#### INPUT RECORDS ####
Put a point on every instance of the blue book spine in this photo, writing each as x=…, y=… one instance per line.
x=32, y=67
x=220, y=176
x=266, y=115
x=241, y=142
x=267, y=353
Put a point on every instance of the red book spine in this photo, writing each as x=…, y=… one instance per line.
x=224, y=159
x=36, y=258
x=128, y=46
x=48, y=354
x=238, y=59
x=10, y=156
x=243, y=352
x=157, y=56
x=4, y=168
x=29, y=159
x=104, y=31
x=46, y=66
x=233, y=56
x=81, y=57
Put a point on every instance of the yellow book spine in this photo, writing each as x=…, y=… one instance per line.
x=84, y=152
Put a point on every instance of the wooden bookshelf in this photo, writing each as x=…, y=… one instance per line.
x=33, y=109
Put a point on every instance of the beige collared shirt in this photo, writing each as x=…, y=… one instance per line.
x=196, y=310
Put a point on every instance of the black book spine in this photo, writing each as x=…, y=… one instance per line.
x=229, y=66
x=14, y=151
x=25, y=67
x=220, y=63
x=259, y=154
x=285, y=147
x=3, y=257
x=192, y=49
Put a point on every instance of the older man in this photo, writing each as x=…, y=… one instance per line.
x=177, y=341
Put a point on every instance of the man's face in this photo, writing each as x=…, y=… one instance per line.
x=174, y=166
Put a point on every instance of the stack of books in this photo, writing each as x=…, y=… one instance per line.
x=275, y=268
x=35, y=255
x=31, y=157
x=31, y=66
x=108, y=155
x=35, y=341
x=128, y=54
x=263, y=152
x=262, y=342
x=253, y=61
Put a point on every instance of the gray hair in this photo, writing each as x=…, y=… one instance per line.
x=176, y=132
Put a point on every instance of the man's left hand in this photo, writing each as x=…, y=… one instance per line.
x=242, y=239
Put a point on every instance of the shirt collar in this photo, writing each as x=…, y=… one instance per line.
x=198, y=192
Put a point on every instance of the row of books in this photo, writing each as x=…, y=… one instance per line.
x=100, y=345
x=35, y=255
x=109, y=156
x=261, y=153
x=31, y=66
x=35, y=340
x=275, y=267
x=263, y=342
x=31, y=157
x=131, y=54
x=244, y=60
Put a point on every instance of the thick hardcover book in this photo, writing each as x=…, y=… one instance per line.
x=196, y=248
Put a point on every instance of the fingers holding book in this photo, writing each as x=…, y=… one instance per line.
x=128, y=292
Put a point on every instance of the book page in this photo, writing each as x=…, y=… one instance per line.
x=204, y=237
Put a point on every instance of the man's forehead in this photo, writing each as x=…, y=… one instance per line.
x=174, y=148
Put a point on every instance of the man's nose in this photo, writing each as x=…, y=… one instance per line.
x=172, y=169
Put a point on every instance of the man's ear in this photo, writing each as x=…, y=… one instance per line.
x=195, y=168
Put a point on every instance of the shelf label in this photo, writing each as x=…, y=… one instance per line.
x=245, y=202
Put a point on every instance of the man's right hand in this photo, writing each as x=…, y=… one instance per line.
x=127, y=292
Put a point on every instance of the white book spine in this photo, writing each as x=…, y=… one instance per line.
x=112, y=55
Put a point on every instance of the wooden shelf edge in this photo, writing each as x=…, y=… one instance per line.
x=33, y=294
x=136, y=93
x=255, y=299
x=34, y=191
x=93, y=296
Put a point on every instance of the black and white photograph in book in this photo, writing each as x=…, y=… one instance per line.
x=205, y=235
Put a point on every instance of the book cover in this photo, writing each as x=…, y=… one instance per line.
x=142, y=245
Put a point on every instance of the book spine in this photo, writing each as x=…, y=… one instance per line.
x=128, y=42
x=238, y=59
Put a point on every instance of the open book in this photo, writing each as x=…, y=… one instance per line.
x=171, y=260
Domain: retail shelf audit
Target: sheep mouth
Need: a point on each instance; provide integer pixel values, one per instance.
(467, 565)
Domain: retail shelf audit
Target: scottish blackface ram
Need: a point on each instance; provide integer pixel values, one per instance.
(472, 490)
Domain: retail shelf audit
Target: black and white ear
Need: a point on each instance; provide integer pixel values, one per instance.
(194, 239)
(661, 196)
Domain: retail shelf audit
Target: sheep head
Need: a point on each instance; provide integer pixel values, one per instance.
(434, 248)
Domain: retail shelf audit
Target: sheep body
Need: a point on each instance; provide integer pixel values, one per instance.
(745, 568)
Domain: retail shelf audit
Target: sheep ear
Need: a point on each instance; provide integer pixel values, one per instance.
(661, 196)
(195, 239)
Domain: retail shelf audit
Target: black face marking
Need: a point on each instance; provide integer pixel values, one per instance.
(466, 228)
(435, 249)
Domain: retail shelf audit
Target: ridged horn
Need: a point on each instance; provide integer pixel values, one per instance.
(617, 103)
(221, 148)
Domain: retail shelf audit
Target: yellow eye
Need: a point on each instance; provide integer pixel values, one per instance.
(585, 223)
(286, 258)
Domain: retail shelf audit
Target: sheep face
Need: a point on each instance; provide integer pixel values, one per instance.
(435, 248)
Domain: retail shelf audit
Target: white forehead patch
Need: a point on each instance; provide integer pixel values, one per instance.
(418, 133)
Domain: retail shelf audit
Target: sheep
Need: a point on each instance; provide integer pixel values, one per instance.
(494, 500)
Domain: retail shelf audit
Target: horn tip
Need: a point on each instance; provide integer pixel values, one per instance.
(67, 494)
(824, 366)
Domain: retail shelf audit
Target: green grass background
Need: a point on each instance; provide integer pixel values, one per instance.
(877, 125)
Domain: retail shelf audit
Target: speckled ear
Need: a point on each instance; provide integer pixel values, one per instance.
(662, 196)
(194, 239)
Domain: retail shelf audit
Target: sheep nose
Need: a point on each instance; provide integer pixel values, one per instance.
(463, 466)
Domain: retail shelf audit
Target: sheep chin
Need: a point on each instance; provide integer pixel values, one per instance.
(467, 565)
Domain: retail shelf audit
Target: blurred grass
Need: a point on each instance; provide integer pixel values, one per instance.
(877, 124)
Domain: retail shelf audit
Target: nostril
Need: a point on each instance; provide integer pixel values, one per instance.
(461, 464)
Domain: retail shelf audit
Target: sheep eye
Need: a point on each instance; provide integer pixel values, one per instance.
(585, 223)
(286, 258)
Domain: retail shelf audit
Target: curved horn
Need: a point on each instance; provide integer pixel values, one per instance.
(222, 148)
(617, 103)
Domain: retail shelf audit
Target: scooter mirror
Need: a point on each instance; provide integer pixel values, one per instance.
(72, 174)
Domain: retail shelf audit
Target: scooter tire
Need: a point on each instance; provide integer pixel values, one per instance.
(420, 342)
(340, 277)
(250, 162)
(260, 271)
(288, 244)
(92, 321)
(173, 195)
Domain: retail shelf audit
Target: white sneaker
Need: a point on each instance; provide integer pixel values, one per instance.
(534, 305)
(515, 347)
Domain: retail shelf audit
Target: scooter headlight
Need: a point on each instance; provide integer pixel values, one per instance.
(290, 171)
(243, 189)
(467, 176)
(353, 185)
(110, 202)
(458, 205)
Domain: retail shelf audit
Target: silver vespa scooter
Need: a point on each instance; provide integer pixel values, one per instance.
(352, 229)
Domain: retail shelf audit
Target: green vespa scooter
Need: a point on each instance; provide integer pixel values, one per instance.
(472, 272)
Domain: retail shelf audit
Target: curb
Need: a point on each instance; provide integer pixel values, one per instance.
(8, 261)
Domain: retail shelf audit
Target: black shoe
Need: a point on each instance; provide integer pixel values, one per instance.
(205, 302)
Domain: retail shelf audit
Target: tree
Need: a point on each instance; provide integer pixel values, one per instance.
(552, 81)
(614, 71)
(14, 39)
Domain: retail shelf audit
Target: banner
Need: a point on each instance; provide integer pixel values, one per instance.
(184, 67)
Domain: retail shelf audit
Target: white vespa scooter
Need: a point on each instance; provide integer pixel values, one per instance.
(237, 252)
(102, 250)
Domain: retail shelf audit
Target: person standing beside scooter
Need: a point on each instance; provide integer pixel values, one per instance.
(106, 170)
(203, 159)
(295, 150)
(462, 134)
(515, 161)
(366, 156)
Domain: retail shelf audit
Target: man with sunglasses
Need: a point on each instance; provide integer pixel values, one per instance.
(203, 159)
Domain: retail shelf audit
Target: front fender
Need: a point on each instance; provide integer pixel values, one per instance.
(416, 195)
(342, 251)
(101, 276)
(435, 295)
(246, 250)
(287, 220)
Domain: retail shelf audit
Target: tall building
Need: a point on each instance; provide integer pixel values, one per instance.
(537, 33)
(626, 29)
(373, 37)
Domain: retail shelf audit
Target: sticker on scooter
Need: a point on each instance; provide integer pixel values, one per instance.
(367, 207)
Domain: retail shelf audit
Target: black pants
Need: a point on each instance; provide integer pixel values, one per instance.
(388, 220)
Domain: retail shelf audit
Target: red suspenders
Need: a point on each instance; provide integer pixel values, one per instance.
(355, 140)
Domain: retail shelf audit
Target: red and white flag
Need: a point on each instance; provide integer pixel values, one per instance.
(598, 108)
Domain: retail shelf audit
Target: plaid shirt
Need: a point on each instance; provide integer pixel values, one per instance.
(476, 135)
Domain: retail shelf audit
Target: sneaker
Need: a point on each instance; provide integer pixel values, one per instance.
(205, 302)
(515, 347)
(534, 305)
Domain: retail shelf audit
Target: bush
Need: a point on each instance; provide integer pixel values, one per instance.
####
### EXERCISE AIM
Find "sneaker" in the data above. Report each line where it appears.

### EXERCISE SOLUTION
Target: white sneaker
Target: sneaker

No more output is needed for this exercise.